** TASK **
Copy every one of the following rows verbatim, keeping each character and line break unchanged.
— start —
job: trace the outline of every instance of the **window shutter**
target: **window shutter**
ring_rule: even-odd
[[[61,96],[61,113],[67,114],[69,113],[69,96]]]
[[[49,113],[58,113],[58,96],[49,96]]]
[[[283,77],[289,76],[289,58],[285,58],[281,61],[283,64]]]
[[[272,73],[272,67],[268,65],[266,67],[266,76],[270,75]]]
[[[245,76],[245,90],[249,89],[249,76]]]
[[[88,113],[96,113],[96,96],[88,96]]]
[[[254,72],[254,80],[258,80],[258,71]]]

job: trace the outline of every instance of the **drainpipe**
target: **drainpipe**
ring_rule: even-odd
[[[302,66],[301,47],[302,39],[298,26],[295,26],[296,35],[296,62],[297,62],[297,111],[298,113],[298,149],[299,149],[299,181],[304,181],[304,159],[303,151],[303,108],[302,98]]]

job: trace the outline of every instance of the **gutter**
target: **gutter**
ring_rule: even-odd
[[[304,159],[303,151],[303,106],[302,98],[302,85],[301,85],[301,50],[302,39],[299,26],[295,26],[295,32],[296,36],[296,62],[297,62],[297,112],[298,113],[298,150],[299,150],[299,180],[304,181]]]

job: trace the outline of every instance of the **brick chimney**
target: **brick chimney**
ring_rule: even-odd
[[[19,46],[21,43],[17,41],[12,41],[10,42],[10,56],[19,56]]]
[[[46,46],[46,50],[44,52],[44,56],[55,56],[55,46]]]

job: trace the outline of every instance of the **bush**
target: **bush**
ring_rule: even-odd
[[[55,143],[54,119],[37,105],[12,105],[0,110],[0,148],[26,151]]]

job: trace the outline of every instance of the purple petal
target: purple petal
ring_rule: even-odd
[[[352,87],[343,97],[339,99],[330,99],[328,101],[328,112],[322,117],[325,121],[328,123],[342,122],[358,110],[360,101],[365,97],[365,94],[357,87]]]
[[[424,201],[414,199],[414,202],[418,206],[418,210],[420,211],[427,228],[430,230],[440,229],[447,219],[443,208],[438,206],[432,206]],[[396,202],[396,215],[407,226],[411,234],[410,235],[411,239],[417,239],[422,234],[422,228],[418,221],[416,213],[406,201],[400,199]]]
— end —
** EXERCISE RESULT **
job: trace the outline of every instance of the **window shutter**
target: **window shutter**
ring_rule: even-odd
[[[61,96],[61,113],[67,114],[69,113],[69,96]]]
[[[49,113],[58,113],[58,96],[49,96]]]
[[[283,77],[289,76],[289,58],[285,58],[281,61],[283,64]]]
[[[272,73],[272,67],[268,65],[266,67],[266,76],[270,75]]]
[[[245,76],[245,90],[249,89],[249,76]]]
[[[88,113],[96,113],[96,96],[88,96]]]
[[[254,72],[254,80],[258,80],[258,71]]]

job: trace the outline of every instance of the **drainpipe**
target: **drainpipe**
ring_rule: even-odd
[[[302,66],[301,47],[302,39],[298,26],[295,26],[296,35],[296,62],[297,62],[297,111],[298,113],[298,149],[299,149],[299,181],[304,181],[304,159],[303,151],[303,108],[302,98]]]

job: trace the outline of every instance of the **gutter**
target: **gutter**
ring_rule: even-odd
[[[304,159],[303,151],[303,106],[302,98],[302,85],[301,85],[301,50],[302,39],[299,26],[295,26],[295,32],[296,36],[296,62],[297,62],[297,112],[298,113],[298,150],[299,150],[299,180],[304,181]]]

job: trace the outline of every instance of the **brick chimney**
target: **brick chimney**
ring_rule: even-odd
[[[19,46],[21,43],[17,41],[12,41],[10,42],[10,56],[19,56]]]
[[[46,46],[46,50],[44,52],[44,56],[55,56],[55,46]]]

job: trace the outline of every instance of the **bush**
target: **bush**
ring_rule: even-odd
[[[55,143],[54,119],[37,105],[12,105],[0,110],[0,148],[26,151]]]

job: trace the outline of every instance of the purple petal
target: purple petal
ring_rule: even-odd
[[[352,87],[343,97],[339,99],[330,99],[328,101],[328,112],[322,117],[325,121],[328,123],[342,122],[358,110],[360,101],[365,97],[365,94],[357,87]]]
[[[424,201],[414,199],[414,202],[418,206],[418,210],[420,211],[427,228],[430,230],[440,229],[447,219],[443,208],[438,206],[432,206]],[[396,202],[396,215],[407,226],[411,234],[410,235],[411,239],[417,239],[422,234],[422,228],[418,221],[416,213],[406,201],[400,199]]]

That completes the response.